### Collected data
★ ★ ★ ★
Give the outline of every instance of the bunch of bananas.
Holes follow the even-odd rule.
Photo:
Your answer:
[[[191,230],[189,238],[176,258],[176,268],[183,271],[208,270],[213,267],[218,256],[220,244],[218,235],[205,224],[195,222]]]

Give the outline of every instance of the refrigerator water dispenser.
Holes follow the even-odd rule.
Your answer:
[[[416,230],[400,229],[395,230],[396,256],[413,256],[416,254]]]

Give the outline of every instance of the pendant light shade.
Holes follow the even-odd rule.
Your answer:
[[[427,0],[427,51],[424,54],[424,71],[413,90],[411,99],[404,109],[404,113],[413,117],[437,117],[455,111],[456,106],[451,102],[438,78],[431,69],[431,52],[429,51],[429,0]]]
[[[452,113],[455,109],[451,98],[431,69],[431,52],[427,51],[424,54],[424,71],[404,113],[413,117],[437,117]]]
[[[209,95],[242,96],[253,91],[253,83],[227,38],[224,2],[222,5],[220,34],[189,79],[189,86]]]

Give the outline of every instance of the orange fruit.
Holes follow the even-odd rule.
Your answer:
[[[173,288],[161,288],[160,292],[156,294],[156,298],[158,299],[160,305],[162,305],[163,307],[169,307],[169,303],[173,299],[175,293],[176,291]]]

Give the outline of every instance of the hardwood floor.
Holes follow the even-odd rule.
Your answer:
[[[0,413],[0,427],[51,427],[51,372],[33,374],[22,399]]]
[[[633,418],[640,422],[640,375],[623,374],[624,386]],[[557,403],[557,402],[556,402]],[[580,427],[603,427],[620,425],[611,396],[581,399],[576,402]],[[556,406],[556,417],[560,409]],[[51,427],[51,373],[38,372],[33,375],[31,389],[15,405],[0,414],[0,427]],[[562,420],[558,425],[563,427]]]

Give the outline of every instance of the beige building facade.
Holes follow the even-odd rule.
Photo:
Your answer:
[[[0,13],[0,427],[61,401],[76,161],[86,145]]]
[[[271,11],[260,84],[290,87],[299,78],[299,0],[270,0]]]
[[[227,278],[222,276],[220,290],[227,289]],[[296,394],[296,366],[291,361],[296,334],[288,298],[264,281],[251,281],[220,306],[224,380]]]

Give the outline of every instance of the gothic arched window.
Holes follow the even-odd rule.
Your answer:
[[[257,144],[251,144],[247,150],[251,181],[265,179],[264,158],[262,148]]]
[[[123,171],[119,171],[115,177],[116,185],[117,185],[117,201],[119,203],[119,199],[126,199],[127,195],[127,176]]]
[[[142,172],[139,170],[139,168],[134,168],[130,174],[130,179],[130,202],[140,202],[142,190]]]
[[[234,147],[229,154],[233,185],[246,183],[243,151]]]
★ ★ ★ ★
In the entries above, tally the lines that hold the string "every" and give only the count.

7